§ Passage given:
= = = = = = =
Sunday, November 30, 2008

Fast track Sydney transport with web enhanced planning

A Leichardt Council Transport Forum was held at the Leichardt Town Hall, 22 November 2008. This proposed a fast planning process for public transport in Leichardt and Sydney's inner west using experts and the community. I suggest that the Internet could be used to gain wider public and expert input into the process. Also the political realities of NSW suggest that upgrading the bus system should be included as a sub-optimal but politically feasable option.

The Meeting

Speakers were: Dr Gary Glazebrook from UTS, Dr. Michelle Zeibots, Institute for Sustainable Futures, UTS and Councillor Jamie Parker, Mayor of Leichardt Council. As well as the listed speakers, there were people from EcoTransit Sydney present.

The forum discussed issues including the Lilyfield to Dulwich Hill Light Rail extension and the Iron Cove Bridge Duplication (also known as the Victoria Road upgrade). However, rather than proposing to deal with transport projects piecemeal, the planning experts proposed that the local councils get together with the community and planners to produce an overall plan. Such a plan could include public transport options which the NSW state Road and Traffic Authority (RTA) is unwilling to consider.

Proceedings were delayed for 20 minutes while we waited for the Mayor to arrive. Given that the expert transport speakers were present, this was an unnecessary waste of the time for the forty or so people present. The Mayor is obviously a busy person and I suggest he issue instructions that events not be held up waiting for him to arrive.

The Mayor opened the event by mentioning what was discussed at the local government summit recently in Canberra. He noted that NSW local government people were concerned about the lack of public transport planning in NSW. He claimed to have raised this with the PM and others at the event. He then expressed concern at the proposed and then cancelled Sydney metro and the new proposal a few weeks later. There was also a proposal for a $250m coordinated bike route in NSW.

Unfortunately this was all presented very rapidly by the Mayor, like a political campaign speech. There were no details provided to back up the claims made, nor any written text provided. While the Mayor sounded sincere, given the poor history of transport planning in NSW, much more is needed for a credible presentation. Leichardt Council needs to cite evidence when presenting proposals, for those proposals to have credibility.

Inquiry by design

Dr. Zeibots provided an excellent "Big picture" overview of transport planning for Sydney. Dr. Glazebrook went into more detail on light rail proposals for the inner west. Both were able to back up their proposals with credible evidence.

Dr. Zeibots advocated better planning using a process called "Inquiry by design". With this the usual years of planning and public consultations are compressed into about five days. The planners, experts and community representatives meet at the site to be planned, talk to locals and draw up options.

Some notes on the talk:
  • The County of Cumberland scheme 1951 planned radial motorways for Sydney. This has been largely followed with Sydney's tollways. Unfortunately Sydney's 21 century transport is being planned using a 50 year old last century plan. Due to the cancellation of the Johnston creek extension to the motorways, Marrickiville and iron cove motorway tunnels are being considered by the RTA internally without adequate public consultation.
  • Analysis of the traffic of the M4 shows that it did not greatly reduce the traffic on the existing great western highway and the total traffic of the two combined was much higher.
Enhance with the Internet and Political Realism

The meeting was useful and the inquiry by design process appears feasable. However, I suggest that the planners could usefully incorporate the Internet in their process and also inject some political realism.
= = = = = = =
§ Supplied information:

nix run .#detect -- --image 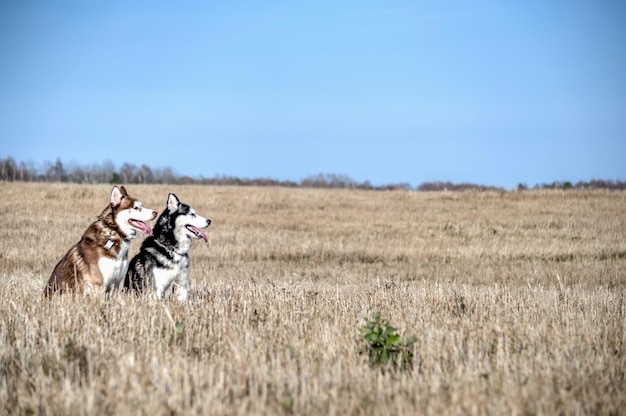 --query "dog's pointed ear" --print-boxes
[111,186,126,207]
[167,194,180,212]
= = = = = = =
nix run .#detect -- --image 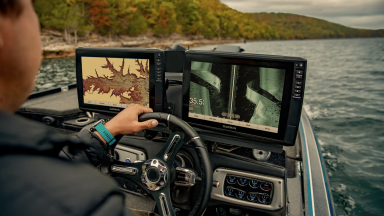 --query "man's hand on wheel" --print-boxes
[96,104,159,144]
= = = = = = =
§ Instructions:
1 > List the speakers named in the transport forum post.
2 > According to the transport forum post, how long were proceedings delayed, and why?
3 > Extend the transport forum post from the point where it stops.
The records come from a separate source and have no connection to the transport forum post.

§ Expected outputs:
1 >
Dr Gary Glazebrook from UTS
Dr. Michelle Zeibots, Institute for Sustainable Futures, UTS
Councillor Jamie Parker, Mayor of Leichardt Council

2 > They were delayed for 20 minutes while waiting for the Mayor to arrive.

3 >
Use the Internt for public and expert input to planning

The planners propose a process over a few days where the experts and community come together. However, not everyone concerned is able or willing to give up five days of their time. Only about forty of the many thousands of residents gave up a few hours for this meeting.

Therefore I suggested after the meeting to Dr. Zeibots that Internet and web tools could be used to enhance the meeting process. Experts and residents could be provided with the materials which were to be provided at the meetings and invited to provide input. As the process progressed, what the meeting came up with could be put online and the community invited to have input. This would allow wider input with minimal extra effort.

Between 1996 and 1998 I provided some web pages about planning for the Dickson p precinct of Canberra. Normally the Draft Master Plan would be displayed at the local library and perhaps an item about it placed in the local newspaper. By placing a copy online many more people could see it.

As part of the Federal Government's 2020 Summitt process I orgnaised a day long local summitt on open source with Senator Lundy. This made use of the Austrlaian developed Moodle free open source Learning Management System. Moodle was used to prepare the program for the day, solicit input and to report on the day. UTS has the Moodle system installed. This could be used to provide an online forum for a planning process. I have also used Moodle live in a classroom and it could be simiarly used to organise and present materials to people at a live forum as well as online.

Take account of political realities

The planners seemed to be curiously naive of the political process. A transport plan for Sydney may increase the chances of better public transport, it would seem more likely to be adopted if it took into account political realities.

The NSW state government has produced a number of transport proposals, such as the North West Metro, which make little sense in planning terms. These are only understandable in political terms as a way to attract votes. After the cancellation of the North West Metro and the quick creation of another metro proposal, there can be few who believe such proposals are being created through any rational planning process. Clearly these proposals are being up up in order to meet short term political aims, not the long term public interest.

Therefore any proposal put up by others needs to take into account the political issues and meet short term political needs of the government. As an example, projects which can be started quickly at low cost and employ people in NSW are more likely to receive political support, than those taking decades and using imported equipment. An example of such a project would be expanding the MetroBus recently introduced in the Inner West. The buses can be made in NSW, the bus lanes they need to run on can be built by NSW workers. The NSW government can apply for federal funding to create hybrid, large, fuel efficient buses.

Buses are not as good a long term transport option as trams and metros. However, buses which are actually purchased are a better option than trams which may not be approved and metros which are never built.